>>>>

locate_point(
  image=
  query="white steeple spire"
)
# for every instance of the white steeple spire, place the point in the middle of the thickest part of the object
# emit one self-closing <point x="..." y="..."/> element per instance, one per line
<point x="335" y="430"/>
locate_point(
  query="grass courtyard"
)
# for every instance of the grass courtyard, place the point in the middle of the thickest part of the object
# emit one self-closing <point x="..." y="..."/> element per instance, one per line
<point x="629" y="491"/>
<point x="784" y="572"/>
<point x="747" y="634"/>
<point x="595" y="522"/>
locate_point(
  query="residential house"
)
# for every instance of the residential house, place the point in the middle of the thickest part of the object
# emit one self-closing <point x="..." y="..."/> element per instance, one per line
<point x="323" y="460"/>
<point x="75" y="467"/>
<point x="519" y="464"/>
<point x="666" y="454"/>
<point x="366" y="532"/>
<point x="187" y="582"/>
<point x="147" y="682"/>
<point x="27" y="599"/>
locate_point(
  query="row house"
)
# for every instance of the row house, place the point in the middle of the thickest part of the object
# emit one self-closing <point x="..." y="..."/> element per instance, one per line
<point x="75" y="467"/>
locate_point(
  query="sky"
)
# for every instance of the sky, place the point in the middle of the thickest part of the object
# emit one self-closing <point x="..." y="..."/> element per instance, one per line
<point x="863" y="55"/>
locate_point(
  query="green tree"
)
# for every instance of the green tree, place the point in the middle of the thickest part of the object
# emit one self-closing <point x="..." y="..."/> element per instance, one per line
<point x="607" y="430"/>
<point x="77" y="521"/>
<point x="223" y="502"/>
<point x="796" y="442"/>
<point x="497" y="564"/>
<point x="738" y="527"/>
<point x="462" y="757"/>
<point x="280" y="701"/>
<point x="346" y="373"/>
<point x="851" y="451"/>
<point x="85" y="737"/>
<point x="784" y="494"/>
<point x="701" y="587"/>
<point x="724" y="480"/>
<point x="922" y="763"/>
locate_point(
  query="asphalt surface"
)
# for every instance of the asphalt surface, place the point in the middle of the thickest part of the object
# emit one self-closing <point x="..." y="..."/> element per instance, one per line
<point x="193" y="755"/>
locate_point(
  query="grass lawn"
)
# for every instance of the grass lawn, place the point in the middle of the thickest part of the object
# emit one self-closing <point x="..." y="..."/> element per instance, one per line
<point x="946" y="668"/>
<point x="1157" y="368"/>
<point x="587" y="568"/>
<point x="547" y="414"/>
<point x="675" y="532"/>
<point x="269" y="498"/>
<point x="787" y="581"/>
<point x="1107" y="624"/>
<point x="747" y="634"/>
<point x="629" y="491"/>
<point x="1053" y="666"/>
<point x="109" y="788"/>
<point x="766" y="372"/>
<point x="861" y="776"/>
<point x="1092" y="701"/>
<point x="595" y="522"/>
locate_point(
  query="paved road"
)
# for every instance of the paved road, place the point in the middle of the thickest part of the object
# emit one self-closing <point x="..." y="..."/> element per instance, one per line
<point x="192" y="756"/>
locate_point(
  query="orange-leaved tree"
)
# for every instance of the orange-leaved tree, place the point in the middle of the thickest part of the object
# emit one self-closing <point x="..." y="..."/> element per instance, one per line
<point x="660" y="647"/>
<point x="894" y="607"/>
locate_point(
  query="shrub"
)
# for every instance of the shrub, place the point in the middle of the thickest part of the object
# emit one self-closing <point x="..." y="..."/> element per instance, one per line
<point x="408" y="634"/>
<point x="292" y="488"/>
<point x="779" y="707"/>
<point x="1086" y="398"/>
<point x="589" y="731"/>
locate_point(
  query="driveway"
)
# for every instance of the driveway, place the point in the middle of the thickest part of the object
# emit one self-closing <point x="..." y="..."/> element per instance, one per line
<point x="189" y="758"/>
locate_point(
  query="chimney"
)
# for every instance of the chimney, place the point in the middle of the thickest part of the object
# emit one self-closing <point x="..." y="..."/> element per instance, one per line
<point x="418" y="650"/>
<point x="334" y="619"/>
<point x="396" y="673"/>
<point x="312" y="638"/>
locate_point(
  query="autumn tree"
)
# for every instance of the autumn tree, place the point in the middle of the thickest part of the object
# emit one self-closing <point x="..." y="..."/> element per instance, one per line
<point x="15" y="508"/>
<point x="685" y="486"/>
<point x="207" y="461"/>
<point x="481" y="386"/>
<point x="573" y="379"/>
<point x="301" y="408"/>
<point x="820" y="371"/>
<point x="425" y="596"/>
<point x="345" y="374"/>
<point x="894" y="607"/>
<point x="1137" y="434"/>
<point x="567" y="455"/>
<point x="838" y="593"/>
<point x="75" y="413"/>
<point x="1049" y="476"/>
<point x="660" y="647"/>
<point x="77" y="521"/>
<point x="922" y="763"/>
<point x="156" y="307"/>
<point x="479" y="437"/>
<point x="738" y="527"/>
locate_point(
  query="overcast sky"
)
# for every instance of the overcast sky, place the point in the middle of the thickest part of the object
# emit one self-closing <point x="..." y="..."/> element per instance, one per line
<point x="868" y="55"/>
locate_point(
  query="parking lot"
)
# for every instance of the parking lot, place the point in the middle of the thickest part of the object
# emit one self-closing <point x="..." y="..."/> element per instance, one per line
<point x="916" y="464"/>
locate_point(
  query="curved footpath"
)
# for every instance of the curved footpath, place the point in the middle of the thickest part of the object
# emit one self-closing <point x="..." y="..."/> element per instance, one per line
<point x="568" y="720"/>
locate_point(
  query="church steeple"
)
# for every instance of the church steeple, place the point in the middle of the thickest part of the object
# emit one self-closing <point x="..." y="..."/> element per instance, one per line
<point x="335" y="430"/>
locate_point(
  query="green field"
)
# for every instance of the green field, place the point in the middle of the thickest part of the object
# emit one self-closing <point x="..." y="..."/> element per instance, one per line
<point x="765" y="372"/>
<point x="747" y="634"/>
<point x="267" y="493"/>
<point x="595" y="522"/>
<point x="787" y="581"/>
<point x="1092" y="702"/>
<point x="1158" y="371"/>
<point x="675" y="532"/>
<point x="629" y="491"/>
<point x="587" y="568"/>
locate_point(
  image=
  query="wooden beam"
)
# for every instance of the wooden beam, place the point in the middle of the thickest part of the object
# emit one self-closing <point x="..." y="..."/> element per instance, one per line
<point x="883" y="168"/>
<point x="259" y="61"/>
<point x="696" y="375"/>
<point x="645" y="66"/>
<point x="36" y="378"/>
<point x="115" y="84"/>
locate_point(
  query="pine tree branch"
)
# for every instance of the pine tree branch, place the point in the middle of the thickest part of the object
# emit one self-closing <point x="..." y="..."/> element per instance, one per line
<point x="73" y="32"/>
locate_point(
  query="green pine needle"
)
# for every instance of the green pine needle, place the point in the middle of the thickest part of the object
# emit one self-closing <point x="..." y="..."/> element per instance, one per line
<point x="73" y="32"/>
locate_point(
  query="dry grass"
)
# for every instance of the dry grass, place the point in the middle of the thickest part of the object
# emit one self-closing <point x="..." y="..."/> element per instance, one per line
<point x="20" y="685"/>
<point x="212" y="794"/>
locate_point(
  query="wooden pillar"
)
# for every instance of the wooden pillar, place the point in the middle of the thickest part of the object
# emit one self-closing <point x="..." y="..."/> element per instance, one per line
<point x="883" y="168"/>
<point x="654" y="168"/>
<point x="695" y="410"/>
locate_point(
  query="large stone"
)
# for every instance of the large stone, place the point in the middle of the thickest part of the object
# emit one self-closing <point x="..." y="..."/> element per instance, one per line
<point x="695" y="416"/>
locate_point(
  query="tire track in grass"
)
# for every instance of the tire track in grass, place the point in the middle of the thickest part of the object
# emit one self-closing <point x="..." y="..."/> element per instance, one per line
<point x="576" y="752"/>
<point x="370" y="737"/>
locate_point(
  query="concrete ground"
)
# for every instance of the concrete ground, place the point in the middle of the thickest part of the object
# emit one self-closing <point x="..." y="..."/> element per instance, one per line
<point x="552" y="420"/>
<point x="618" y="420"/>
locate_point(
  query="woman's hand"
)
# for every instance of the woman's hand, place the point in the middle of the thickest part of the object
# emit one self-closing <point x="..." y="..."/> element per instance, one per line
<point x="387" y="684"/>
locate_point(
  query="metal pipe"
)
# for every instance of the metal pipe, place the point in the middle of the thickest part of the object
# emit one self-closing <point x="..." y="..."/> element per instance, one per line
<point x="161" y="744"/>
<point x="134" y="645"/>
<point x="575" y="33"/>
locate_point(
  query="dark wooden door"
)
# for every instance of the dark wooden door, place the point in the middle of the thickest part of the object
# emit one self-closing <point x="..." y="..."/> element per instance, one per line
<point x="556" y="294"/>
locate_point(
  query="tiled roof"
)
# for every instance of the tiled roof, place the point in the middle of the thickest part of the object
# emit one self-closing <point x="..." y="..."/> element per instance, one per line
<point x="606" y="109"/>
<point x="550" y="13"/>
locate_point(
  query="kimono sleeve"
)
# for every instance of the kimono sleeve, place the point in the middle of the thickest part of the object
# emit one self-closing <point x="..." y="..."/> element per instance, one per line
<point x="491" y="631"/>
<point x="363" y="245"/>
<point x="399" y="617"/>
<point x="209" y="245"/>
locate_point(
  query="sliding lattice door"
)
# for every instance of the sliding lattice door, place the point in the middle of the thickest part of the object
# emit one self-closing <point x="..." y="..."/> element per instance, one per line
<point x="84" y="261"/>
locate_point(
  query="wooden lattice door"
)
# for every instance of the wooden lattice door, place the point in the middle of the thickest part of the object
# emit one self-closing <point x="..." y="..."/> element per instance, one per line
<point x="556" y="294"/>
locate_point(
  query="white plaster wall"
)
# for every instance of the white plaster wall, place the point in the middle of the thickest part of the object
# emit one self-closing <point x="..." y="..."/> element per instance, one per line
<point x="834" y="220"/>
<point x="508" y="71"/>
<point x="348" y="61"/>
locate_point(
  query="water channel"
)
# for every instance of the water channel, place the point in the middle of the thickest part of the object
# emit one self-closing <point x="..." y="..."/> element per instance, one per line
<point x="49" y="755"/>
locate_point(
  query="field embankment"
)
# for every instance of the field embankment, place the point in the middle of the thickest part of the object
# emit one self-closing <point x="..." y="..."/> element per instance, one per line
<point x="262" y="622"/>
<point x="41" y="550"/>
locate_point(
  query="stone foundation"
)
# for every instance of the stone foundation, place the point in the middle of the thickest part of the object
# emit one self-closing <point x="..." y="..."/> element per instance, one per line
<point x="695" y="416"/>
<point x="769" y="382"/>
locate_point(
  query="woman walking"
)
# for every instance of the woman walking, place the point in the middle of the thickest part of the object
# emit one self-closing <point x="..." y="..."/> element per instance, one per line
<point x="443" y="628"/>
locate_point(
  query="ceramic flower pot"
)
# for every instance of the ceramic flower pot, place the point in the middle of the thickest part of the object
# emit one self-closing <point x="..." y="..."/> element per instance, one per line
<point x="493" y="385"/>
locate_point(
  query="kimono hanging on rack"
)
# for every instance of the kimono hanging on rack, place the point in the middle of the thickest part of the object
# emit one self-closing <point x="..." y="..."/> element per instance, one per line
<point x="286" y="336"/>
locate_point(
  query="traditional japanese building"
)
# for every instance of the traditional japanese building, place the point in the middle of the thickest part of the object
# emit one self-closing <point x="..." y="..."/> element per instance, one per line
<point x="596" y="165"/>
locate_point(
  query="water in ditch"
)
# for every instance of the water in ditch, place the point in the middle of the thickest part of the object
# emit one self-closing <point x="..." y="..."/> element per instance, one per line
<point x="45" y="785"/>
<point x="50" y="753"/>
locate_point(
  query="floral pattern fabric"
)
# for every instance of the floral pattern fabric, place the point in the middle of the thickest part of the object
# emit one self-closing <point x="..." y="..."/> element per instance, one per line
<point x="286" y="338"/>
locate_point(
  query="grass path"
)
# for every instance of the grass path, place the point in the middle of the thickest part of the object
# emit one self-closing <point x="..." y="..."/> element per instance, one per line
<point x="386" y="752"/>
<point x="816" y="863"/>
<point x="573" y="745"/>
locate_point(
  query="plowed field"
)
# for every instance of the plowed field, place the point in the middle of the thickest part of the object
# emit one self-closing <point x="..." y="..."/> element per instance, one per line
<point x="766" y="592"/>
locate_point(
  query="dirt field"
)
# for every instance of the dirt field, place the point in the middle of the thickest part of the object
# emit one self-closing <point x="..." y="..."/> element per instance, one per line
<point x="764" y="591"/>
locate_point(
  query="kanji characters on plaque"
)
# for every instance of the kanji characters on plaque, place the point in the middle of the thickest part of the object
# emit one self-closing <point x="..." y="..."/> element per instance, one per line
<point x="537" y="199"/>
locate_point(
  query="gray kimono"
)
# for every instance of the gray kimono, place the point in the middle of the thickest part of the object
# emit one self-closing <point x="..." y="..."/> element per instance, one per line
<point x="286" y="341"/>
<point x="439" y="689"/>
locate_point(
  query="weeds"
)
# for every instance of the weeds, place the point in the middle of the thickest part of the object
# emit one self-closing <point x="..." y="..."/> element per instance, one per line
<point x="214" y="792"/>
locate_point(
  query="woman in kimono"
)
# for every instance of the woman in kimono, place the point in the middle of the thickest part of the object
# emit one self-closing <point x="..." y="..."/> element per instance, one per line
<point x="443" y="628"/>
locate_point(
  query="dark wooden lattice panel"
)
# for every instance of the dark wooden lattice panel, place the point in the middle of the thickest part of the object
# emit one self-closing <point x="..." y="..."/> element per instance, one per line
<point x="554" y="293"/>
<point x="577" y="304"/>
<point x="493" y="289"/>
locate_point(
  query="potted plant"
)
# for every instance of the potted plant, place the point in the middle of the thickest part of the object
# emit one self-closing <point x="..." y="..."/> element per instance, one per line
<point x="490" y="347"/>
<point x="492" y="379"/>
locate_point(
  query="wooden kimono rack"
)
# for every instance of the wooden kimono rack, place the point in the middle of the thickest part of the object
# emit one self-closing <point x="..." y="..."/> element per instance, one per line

<<<<

Please tally the lines in the data above that contain the string "orange" and reply with only that number.

2